* _Fragmento del texto_:
Nancy Frazer (Profesora estadounidense de Filosofía y Política):
«El neoliberalismo progresista se desarrolló en los EEUU durante estas tres últimas décadas y fue ratificado por el triunfo electoral de Bill Clinton en 1992. Clinton fue el principal ingeniero y portaestandarte de los “Nuevos Demócratas”, el equivalente estadounidense del “Nuevo Laborismo” de Tony Blair. Clinton forjó una nueva alianza de empresarios, suburbanitas, nuevos movimientos sociales y juventud: todos proclamando orgullosos su bonafide (buena fe) moderna y progresista, amante de la diversidad, el multiculturalismo y los derechos de las mujeres. Aun cuando la administración Clinton hizo suyas esas ideas progresistas, pasó el mando de la economía a Wall Street, desreguló el sistema bancario y negoció tratados de libre comercio que aceleraron la desindustrialización (…) Durante los años en los que se abría un cráter tras otro en su industria manufacturera, el país estaba animado y entretenido por la “diversidad”, “empoderamiento” y “no-discriminación”. Con esos términos se equiparaba la “emancipación” con el ascenso de una pequeña elite de mujeres “talentosas”, minorías y gays en la jerarquía empresarial del quien-gana-se-queda-con-todo, en lugar de abolir ese concepto. Esa comprensión liberal individualista del “progreso” vino gradualmente a reemplazar a la comprensión anticapitalista –más abarcadora, antijerárquica, igualitaria y sensible a la clase social— de la emancipación que había florecido en los años 60. El esquema liberal-individualista tradicional del país se reafirmó favoreciendo el auge del neoliberalismo, que encontró su compañero perfecto en un feminismo empresarial centrado en la “voluntad de dirigir” o en “romper el techo de cristal”.
John Pilger (escritor y reportero australiano):
«La organización estadounidense Writers resist (Los escritores resisten) escribía en un documento ante un acto político importante en 1918: «Para sanarnos y avanzar queremos eludir el discurso político directo para centrarnos inspiradamente en el futuro y en cómo nosotros, como escritores, podemos ser una fuerza unificadora en la tarea de proteger la democracia”.
Compárese esta basura palabrera con las declaraciones del Congreso de Escritores Norteamericanos celebrado en el Carnegie Hall de Nueva York en 1935 y, luego, dos años más tarde, en 1937. Se trató de actos electrizantes, con escritores que debatían cómo hacer frente a hechos ignominiosos que estaban aconteciendo en Abisinia, China y España. Se leyeron telegramas de Thomas Mann, C. Day Lewis, Upton Sinclair y Albert Einstein, en los que se reflejaba el miedo al gran poder rampante y la convicción de que no era ya posible debatir de arte y literatura no ya sin política, sino sin entrar en la acción política directa.
No se trata de un fenómeno exclusivamente norteamericano. Hace unos años, Terry Eagleton, entonces profesor de literatura en la Universidad de Manchester, opinaba que “por vez primera en mucho tiempo, no hay ningún poeta, dramaturgo o novelista británico eminente dispuesto a cuestionar los fundamentos del modo de vida occidental”.

* _Enunciado_:
Retoma el texto sobre el neoliberalismo progresista y el compromiso político de los escritores justo después de su última oración.

* _Registros_:
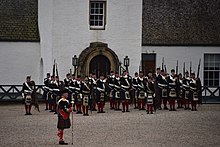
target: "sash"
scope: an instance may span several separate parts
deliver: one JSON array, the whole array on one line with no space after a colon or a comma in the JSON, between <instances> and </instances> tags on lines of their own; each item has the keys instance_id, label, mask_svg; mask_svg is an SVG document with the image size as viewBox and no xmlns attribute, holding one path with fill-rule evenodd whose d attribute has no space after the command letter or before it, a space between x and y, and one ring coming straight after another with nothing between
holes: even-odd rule
<instances>
[{"instance_id":1,"label":"sash","mask_svg":"<svg viewBox=\"0 0 220 147\"><path fill-rule=\"evenodd\" d=\"M89 105L89 96L84 95L83 96L83 106L88 106Z\"/></svg>"},{"instance_id":2,"label":"sash","mask_svg":"<svg viewBox=\"0 0 220 147\"><path fill-rule=\"evenodd\" d=\"M28 88L28 90L30 90L30 92L32 92L33 91L33 89L28 85L28 83L27 82L24 82L24 84L26 85L26 87Z\"/></svg>"}]
</instances>

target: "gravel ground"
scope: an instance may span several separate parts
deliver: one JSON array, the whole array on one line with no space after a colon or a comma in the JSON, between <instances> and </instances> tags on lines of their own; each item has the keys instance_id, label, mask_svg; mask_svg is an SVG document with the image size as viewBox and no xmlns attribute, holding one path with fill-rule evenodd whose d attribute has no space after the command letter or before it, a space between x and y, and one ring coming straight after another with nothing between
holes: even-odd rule
<instances>
[{"instance_id":1,"label":"gravel ground","mask_svg":"<svg viewBox=\"0 0 220 147\"><path fill-rule=\"evenodd\" d=\"M220 105L203 104L198 111L159 110L155 114L109 109L90 116L74 114L73 146L220 146ZM57 116L44 110L24 115L23 105L0 106L0 146L58 146ZM72 129L64 131L71 146Z\"/></svg>"}]
</instances>

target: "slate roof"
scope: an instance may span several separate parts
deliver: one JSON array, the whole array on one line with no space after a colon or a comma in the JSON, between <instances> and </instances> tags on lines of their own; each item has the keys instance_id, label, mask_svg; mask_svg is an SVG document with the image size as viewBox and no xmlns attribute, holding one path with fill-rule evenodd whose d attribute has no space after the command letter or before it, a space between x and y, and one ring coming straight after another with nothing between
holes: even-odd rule
<instances>
[{"instance_id":1,"label":"slate roof","mask_svg":"<svg viewBox=\"0 0 220 147\"><path fill-rule=\"evenodd\" d=\"M219 0L143 0L143 45L220 45Z\"/></svg>"},{"instance_id":2,"label":"slate roof","mask_svg":"<svg viewBox=\"0 0 220 147\"><path fill-rule=\"evenodd\" d=\"M37 0L0 0L0 41L40 41Z\"/></svg>"}]
</instances>

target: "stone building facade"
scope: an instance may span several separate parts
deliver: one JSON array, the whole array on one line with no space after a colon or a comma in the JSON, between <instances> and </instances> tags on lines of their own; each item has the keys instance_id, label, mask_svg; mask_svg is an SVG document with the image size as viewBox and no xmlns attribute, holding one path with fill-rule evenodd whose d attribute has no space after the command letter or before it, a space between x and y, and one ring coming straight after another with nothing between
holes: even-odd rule
<instances>
[{"instance_id":1,"label":"stone building facade","mask_svg":"<svg viewBox=\"0 0 220 147\"><path fill-rule=\"evenodd\" d=\"M125 56L129 72L183 63L207 86L219 86L219 2L208 0L2 0L0 83L26 75L42 84L56 59L61 79L79 59L78 74L109 74ZM13 22L14 21L14 22ZM23 23L22 23L23 22Z\"/></svg>"}]
</instances>

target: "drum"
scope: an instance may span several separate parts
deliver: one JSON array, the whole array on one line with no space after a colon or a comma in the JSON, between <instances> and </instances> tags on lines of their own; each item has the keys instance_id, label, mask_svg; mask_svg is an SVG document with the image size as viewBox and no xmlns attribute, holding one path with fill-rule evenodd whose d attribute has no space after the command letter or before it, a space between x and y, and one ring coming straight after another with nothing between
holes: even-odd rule
<instances>
[{"instance_id":1,"label":"drum","mask_svg":"<svg viewBox=\"0 0 220 147\"><path fill-rule=\"evenodd\" d=\"M185 91L185 99L189 99L189 91Z\"/></svg>"},{"instance_id":2,"label":"drum","mask_svg":"<svg viewBox=\"0 0 220 147\"><path fill-rule=\"evenodd\" d=\"M198 101L199 100L199 96L197 92L193 93L193 101Z\"/></svg>"},{"instance_id":3,"label":"drum","mask_svg":"<svg viewBox=\"0 0 220 147\"><path fill-rule=\"evenodd\" d=\"M116 99L120 99L120 91L116 91L116 93L115 93L115 98L116 98Z\"/></svg>"},{"instance_id":4,"label":"drum","mask_svg":"<svg viewBox=\"0 0 220 147\"><path fill-rule=\"evenodd\" d=\"M81 94L77 94L77 102L81 102L82 98L81 98Z\"/></svg>"},{"instance_id":5,"label":"drum","mask_svg":"<svg viewBox=\"0 0 220 147\"><path fill-rule=\"evenodd\" d=\"M167 89L165 89L165 88L162 89L162 97L164 97L164 98L167 97Z\"/></svg>"},{"instance_id":6,"label":"drum","mask_svg":"<svg viewBox=\"0 0 220 147\"><path fill-rule=\"evenodd\" d=\"M125 91L125 99L126 99L126 100L130 100L129 91Z\"/></svg>"},{"instance_id":7,"label":"drum","mask_svg":"<svg viewBox=\"0 0 220 147\"><path fill-rule=\"evenodd\" d=\"M145 99L145 92L144 91L140 91L138 98L139 99Z\"/></svg>"},{"instance_id":8,"label":"drum","mask_svg":"<svg viewBox=\"0 0 220 147\"><path fill-rule=\"evenodd\" d=\"M101 102L105 101L105 94L104 93L100 93L100 101Z\"/></svg>"},{"instance_id":9,"label":"drum","mask_svg":"<svg viewBox=\"0 0 220 147\"><path fill-rule=\"evenodd\" d=\"M88 106L89 105L89 96L84 95L83 96L83 106Z\"/></svg>"},{"instance_id":10,"label":"drum","mask_svg":"<svg viewBox=\"0 0 220 147\"><path fill-rule=\"evenodd\" d=\"M169 94L170 97L177 97L176 95L176 90L174 88L170 89L170 94Z\"/></svg>"},{"instance_id":11,"label":"drum","mask_svg":"<svg viewBox=\"0 0 220 147\"><path fill-rule=\"evenodd\" d=\"M32 102L31 95L26 95L26 97L25 97L25 104L26 105L31 105L31 102Z\"/></svg>"},{"instance_id":12,"label":"drum","mask_svg":"<svg viewBox=\"0 0 220 147\"><path fill-rule=\"evenodd\" d=\"M113 98L113 90L110 91L109 97Z\"/></svg>"},{"instance_id":13,"label":"drum","mask_svg":"<svg viewBox=\"0 0 220 147\"><path fill-rule=\"evenodd\" d=\"M147 104L153 104L153 94L151 93L147 95Z\"/></svg>"}]
</instances>

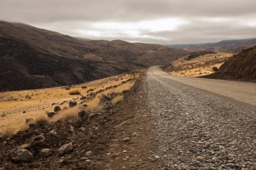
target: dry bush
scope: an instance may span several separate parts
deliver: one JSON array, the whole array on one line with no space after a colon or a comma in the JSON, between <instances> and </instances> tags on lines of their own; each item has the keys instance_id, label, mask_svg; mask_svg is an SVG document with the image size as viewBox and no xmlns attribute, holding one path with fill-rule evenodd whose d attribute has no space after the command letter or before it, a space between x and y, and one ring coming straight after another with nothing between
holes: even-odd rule
<instances>
[{"instance_id":1,"label":"dry bush","mask_svg":"<svg viewBox=\"0 0 256 170\"><path fill-rule=\"evenodd\" d=\"M7 139L11 137L15 133L15 130L13 128L7 128L0 133L0 136L4 139Z\"/></svg>"},{"instance_id":2,"label":"dry bush","mask_svg":"<svg viewBox=\"0 0 256 170\"><path fill-rule=\"evenodd\" d=\"M77 117L78 108L73 107L67 110L63 110L59 114L55 114L51 119L51 122L56 122L62 119L64 120L72 119Z\"/></svg>"},{"instance_id":3,"label":"dry bush","mask_svg":"<svg viewBox=\"0 0 256 170\"><path fill-rule=\"evenodd\" d=\"M123 95L117 95L111 100L112 105L116 105L123 100L124 96Z\"/></svg>"},{"instance_id":4,"label":"dry bush","mask_svg":"<svg viewBox=\"0 0 256 170\"><path fill-rule=\"evenodd\" d=\"M34 123L38 126L42 126L47 124L49 123L49 121L45 117L40 116L36 119Z\"/></svg>"},{"instance_id":5,"label":"dry bush","mask_svg":"<svg viewBox=\"0 0 256 170\"><path fill-rule=\"evenodd\" d=\"M86 89L86 88L87 88L87 86L86 86L86 85L82 85L82 86L81 87L81 88L82 88L82 89Z\"/></svg>"},{"instance_id":6,"label":"dry bush","mask_svg":"<svg viewBox=\"0 0 256 170\"><path fill-rule=\"evenodd\" d=\"M90 91L94 91L94 89L91 88L91 89L88 89L88 90L87 91L87 93L89 93Z\"/></svg>"},{"instance_id":7,"label":"dry bush","mask_svg":"<svg viewBox=\"0 0 256 170\"><path fill-rule=\"evenodd\" d=\"M78 90L73 90L73 91L70 91L69 93L69 95L79 95L79 94L81 94L80 91L79 91Z\"/></svg>"}]
</instances>

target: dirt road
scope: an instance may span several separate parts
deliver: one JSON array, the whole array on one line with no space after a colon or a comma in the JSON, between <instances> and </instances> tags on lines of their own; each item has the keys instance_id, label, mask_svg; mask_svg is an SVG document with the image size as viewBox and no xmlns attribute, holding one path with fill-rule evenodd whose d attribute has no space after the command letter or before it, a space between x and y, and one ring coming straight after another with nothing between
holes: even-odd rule
<instances>
[{"instance_id":1,"label":"dirt road","mask_svg":"<svg viewBox=\"0 0 256 170\"><path fill-rule=\"evenodd\" d=\"M160 169L256 169L255 87L150 68L146 90Z\"/></svg>"}]
</instances>

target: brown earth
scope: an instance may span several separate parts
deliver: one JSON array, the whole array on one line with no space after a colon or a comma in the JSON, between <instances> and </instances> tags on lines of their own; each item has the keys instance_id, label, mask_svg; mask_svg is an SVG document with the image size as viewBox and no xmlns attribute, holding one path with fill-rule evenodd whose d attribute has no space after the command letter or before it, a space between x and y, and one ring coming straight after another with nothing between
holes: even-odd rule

* _Respuesta_:
No hay un Shelley que hable a favor de los pobres, ni un Blake que escriba a favor de sueños utópicos; no hay un Byron que condene la corrupción de la clase dominante, ni un Thomas Carlyle y un John Ruskin que desvelen el desastre moral del capitalismo. William Morris, Oscar Wilde, HG Wells o George Bernard Shaw no tienen hoy su equivalente. Harold Pinter fue el último en levantar la voz. Entre las insistentes voces del actual feminismo de consumo, ninguna se hace eco de Virginia Woolf, que tan bien describió “las mañas para dominar a otros por la vía de someter, matar o adquirir tierra y capital”.
En lo relativo al valor de la escritura, la misma Virginia Woolf la define en el texto breve ¿Qué es una buena novela?:
«Una buena novela es cualquier novela que le hace a uno pensar o sentir. Tiene que meter el cuchillo entre junturas del cuero con el que la mayoría de nosotros estamos recubiertos. Tiene que ponernos quizás incómodos y ciertamente alerta. El sentimiento que nos produce no tiene que ser puramente dramático y por tanto propenso a desaparecer en cuanto sabemos cómo termina la historia. Tiene que ser un sentimiento duradero, sobre asuntos que nos importan de una forma u otra. Una buena novela no necesita tener trama; no necesita tener final feliz; no necesita tratar sobre gente simpática o respetable; no necesita ser en lo más mínimo como la vida tal como la conocemos. Pero tiene que representar alguna convicción por parte del escritor. Tiene que estar escrita de modo que transmita la idea del escritor, ya sea simple o compleja, tan fielmente como sea posible. No tiene que repetir aquello que es falso o trillado simplemente porque al público le resulta fácil mascullar una y otra vez sobre lo falso y lo trillado.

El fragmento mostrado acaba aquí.